| Location annotation dataset records |
--

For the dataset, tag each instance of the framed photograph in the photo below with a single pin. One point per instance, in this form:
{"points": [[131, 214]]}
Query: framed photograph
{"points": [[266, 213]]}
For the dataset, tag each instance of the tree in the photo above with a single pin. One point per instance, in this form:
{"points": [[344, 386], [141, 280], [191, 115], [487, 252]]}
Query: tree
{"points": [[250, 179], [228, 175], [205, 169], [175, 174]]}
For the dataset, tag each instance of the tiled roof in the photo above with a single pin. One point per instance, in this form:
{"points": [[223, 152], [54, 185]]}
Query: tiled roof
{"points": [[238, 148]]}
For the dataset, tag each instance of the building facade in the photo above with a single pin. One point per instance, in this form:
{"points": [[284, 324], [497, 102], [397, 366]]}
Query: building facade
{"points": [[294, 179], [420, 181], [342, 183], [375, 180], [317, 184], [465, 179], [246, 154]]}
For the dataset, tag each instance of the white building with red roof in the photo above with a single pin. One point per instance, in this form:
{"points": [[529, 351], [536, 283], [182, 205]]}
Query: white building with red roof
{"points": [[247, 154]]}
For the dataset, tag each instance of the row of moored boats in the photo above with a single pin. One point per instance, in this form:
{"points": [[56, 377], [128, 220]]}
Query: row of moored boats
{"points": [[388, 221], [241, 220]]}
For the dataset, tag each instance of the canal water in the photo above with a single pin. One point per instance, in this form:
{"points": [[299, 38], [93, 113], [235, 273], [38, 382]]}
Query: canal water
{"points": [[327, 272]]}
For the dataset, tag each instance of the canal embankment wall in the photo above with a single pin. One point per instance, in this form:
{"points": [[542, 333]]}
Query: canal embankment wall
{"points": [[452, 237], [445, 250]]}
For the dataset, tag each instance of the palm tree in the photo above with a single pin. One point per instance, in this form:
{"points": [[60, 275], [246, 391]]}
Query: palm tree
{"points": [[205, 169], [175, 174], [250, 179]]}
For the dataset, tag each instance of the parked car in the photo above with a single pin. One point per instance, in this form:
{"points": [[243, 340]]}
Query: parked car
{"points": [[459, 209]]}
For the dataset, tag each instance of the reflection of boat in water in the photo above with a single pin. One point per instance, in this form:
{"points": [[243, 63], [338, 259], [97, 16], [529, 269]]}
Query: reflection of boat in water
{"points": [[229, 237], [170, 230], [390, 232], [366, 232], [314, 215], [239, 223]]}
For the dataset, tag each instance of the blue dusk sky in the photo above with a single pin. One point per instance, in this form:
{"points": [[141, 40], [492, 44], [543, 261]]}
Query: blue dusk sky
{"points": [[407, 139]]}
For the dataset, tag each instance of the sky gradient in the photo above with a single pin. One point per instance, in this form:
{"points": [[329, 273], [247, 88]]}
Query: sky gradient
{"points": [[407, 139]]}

--

| DO THIS |
Return all of the records above word for word, with every line unchanged.

| EXERCISE RESPONSE |
For the dataset, tag each instance of the framed photograph in the photo below with a single pin. One point per instance, in this form:
{"points": [[131, 214]]}
Query: framed photograph
{"points": [[266, 213]]}
For the dataset, tag each instance of the tree in the photo above with a single pin. One point per instance, in this form:
{"points": [[344, 386], [141, 280], [191, 115], [487, 252]]}
Query: tree
{"points": [[250, 179], [228, 175], [205, 169], [175, 174]]}
For the dataset, tag each instance of the tiled roof in the photo above with a single pin. One point per instance, in this form:
{"points": [[223, 152], [54, 185]]}
Query: tiled roof
{"points": [[238, 148]]}
For the dataset, tag each instance of the building facade in the photo above with a single pin. One point per instance, in this form:
{"points": [[284, 324], [497, 102], [397, 366]]}
Query: building facade
{"points": [[294, 179], [420, 181], [342, 183], [375, 180], [317, 184], [465, 179], [246, 154]]}
For the dataset, tag each instance of the white building with red roof in the photo above with a single pin. One point per instance, in this form:
{"points": [[529, 351], [536, 283], [182, 205]]}
Query: white building with red roof
{"points": [[247, 154]]}
For the dataset, tag each instance of the row of moored boats in the photo above with a single pin. One point per instance, in this form:
{"points": [[56, 377], [128, 220]]}
Query: row of moored boats
{"points": [[388, 221], [241, 220]]}
For the dataset, tag each instance of the canal water in the photo above with a single pin. One point per instance, in this form:
{"points": [[299, 38], [93, 113], [235, 273], [38, 382]]}
Query: canal water
{"points": [[327, 272]]}
For the dataset, tag each instance of the canal embankment wall in the photo above with a single pin. One point per instance, in this form:
{"points": [[542, 333]]}
Query: canal embankment wall
{"points": [[452, 237], [445, 250]]}
For the dataset, tag each instance of the palm tree in the photo above with a single pin. One point per instance, in this form:
{"points": [[60, 275], [246, 391]]}
Query: palm tree
{"points": [[205, 169], [175, 174], [250, 179]]}
For the dataset, tag each instance of the parked car in the photo above with a single pin. One point per instance, in this form:
{"points": [[243, 340]]}
Query: parked car
{"points": [[459, 209]]}
For the dataset, tag each instance of the reflection of boat in water in the photo above with a single pin. One point per instance, in this form:
{"points": [[243, 63], [338, 259], [97, 16], [529, 269]]}
Query: reflection of boat in water
{"points": [[229, 237], [170, 230], [390, 232], [366, 232], [314, 215], [239, 223]]}
For the dataset, tag each instance of the blue dusk sky in the photo above with a single pin. One point per instance, in this form:
{"points": [[141, 40], [492, 44], [543, 261]]}
Query: blue dusk sky
{"points": [[407, 139]]}
For the dataset, tag each instance of the sky gradient in the photo above with a single pin. One point per instance, in this form:
{"points": [[329, 273], [247, 88]]}
Query: sky gradient
{"points": [[407, 139]]}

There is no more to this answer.